▸ Assignment:
When copying the listing below, skip every picture and keep each word as it stands.

▸ Provided records:
**********

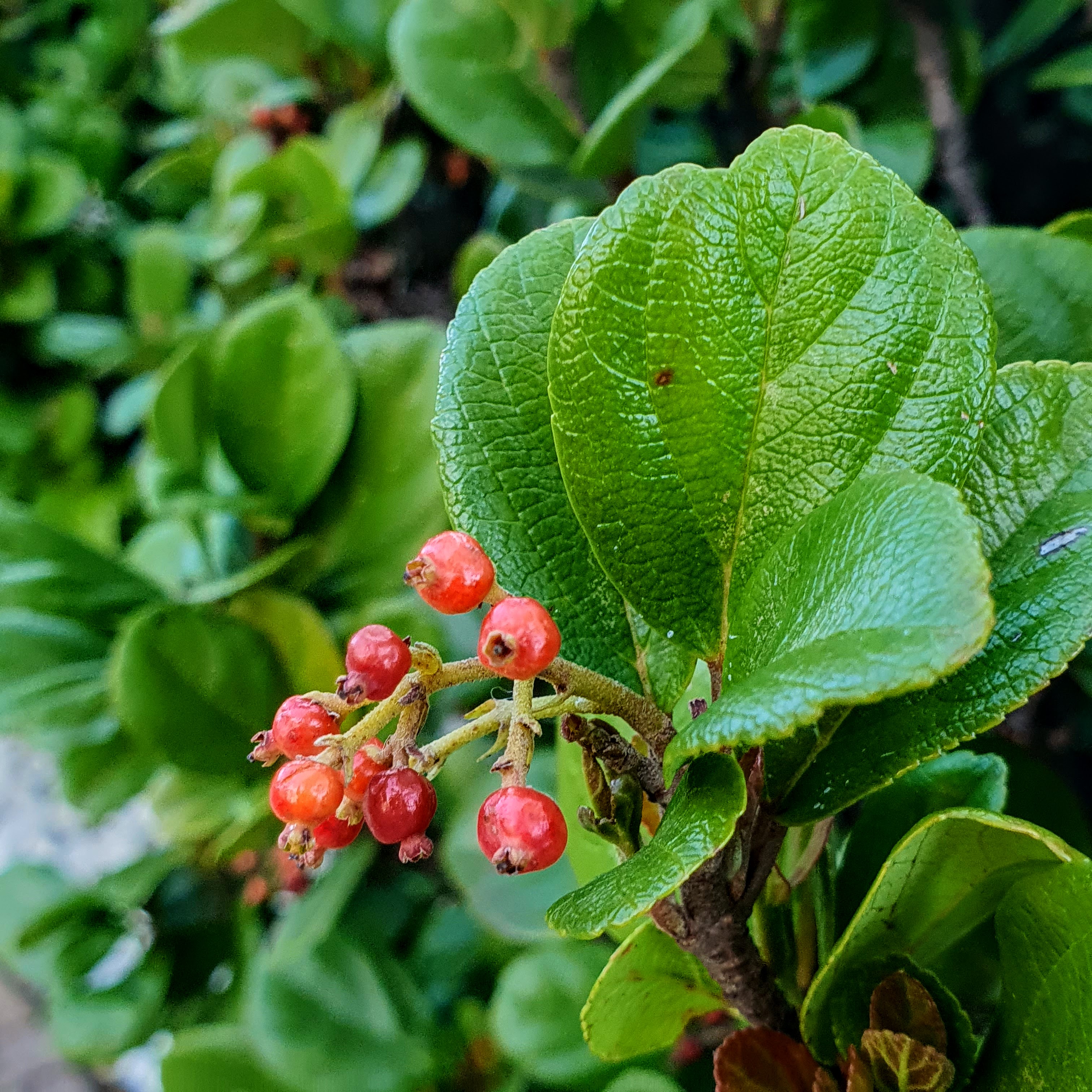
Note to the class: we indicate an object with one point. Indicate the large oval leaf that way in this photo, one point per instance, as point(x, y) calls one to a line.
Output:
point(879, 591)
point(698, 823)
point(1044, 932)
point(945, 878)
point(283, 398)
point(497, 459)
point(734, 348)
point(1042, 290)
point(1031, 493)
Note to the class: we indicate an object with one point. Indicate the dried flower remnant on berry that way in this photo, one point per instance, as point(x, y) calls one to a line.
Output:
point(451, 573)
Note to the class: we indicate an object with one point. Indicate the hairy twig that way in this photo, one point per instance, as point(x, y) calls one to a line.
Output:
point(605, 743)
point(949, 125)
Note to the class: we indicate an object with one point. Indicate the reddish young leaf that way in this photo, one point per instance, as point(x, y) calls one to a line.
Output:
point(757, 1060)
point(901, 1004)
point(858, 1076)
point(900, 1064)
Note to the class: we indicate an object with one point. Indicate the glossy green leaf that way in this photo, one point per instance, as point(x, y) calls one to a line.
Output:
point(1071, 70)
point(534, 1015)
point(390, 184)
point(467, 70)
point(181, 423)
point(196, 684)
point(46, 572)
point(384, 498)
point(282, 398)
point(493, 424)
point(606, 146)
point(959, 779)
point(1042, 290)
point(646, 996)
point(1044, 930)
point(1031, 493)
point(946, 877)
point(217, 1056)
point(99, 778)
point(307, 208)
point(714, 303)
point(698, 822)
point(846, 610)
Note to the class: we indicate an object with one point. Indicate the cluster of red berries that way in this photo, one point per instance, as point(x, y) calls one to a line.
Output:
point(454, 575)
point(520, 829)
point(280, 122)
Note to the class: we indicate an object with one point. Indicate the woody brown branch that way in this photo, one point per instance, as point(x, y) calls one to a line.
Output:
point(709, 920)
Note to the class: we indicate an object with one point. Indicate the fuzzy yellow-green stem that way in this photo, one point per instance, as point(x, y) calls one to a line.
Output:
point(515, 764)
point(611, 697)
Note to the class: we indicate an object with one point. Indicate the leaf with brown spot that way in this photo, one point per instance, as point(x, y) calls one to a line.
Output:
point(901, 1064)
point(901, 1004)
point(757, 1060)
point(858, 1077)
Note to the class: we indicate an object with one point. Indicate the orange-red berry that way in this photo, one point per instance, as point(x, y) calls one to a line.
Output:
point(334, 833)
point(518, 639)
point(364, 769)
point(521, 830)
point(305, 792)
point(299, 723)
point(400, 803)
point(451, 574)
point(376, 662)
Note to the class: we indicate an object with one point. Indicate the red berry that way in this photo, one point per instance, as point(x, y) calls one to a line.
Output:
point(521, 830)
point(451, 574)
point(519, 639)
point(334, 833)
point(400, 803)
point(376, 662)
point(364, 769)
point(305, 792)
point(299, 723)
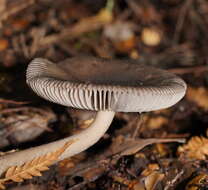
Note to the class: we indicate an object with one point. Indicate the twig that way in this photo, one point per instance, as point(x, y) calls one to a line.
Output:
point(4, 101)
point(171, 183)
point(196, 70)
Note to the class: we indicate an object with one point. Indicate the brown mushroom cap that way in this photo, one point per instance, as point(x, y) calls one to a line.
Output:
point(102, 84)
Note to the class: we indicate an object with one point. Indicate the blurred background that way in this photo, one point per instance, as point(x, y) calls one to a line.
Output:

**********

▸ Response to the task:
Note to the class: we indicate an object with one point. Indicate the large oval leaf that way in this photo, one point per instance, as point(x, y) calls one to a line.
Output:
point(879, 591)
point(698, 823)
point(1044, 932)
point(945, 878)
point(283, 398)
point(497, 459)
point(734, 348)
point(1042, 290)
point(1031, 493)
Note to the class: we indicate an object with one point. Indicate the dried flower remnant on berry that way in this photo, one point per instance, as point(x, y) calls one to a line.
Output:
point(451, 573)
Note to the class: we indicate an object with one point. Indicate the hairy twig that way in this photo, one point per instance, as point(x, y) calls one to a line.
Output:
point(605, 743)
point(949, 125)
Note to the class: we indicate an object with one point. Indicate the reddish young leaf that way in this photo, one point per instance, as point(x, y) calls one to a line.
Output:
point(757, 1060)
point(901, 1004)
point(858, 1076)
point(900, 1064)
Note to the class: we indicate an object with one point. Indicate the glossy green leaf that way in this photo, one point per instance, as point(x, y) calls one to a line.
Output:
point(1071, 70)
point(534, 1015)
point(390, 184)
point(467, 70)
point(181, 423)
point(196, 684)
point(46, 572)
point(384, 498)
point(282, 398)
point(493, 424)
point(606, 146)
point(959, 779)
point(1042, 290)
point(646, 996)
point(1044, 930)
point(1031, 493)
point(946, 877)
point(217, 1056)
point(99, 778)
point(307, 208)
point(714, 303)
point(698, 822)
point(846, 610)
Note to the class: we indicate an object with one point. Indicate the cluster of red berries that way in this photo, one point per instance, as point(x, y) calls one to a line.
Output:
point(454, 575)
point(520, 829)
point(280, 122)
Note to the class: we indicate an object with one point. Indicate the woody brown branch that way in this photo, one point per instance, as point(x, y) calls one to a line.
Output:
point(709, 920)
Note to the class: we indicate an object with one point. Indicate the fuzzy yellow-green stem that way in this photo, one point per instance, as point(x, y) calls one to a line.
Output:
point(515, 764)
point(611, 697)
Note to the class: we indicate an object with one point. Indicate the leaf with brown spot that way in this photo, one point per instance, as point(x, y) calls one to a line.
Output:
point(901, 1064)
point(901, 1004)
point(757, 1060)
point(858, 1077)
Note to the class: we indicate an object with one point. Indicate the orange-red berry that way in this photo, one point per instance, as point(x, y) calls one to a line.
Output:
point(334, 833)
point(518, 639)
point(364, 769)
point(521, 830)
point(305, 792)
point(299, 723)
point(400, 803)
point(451, 574)
point(376, 662)
Note to the class: we indicate an object with one point. Indicate the red berry that way in this photo, one point per instance, as point(x, y) calls one to a line.
Output:
point(521, 830)
point(451, 574)
point(519, 639)
point(334, 833)
point(400, 803)
point(376, 662)
point(364, 769)
point(305, 792)
point(299, 723)
Note to the class: we indicate an object with one point. Indicate the twig that way in this photo, one point per instance, as point(x, y) calls one to a line.
Output:
point(4, 101)
point(171, 183)
point(196, 70)
Note to the class: we indicate an object with one point. Indicate the brown mushroom cap that way in this photo, one point per instance, as point(x, y) calls one to a line.
Output:
point(102, 84)
Note to the class: we indicate an object with one point. Indicate the blurred background that way in this photo, one point per instance, as point(x, y) calls one to a line.
Output:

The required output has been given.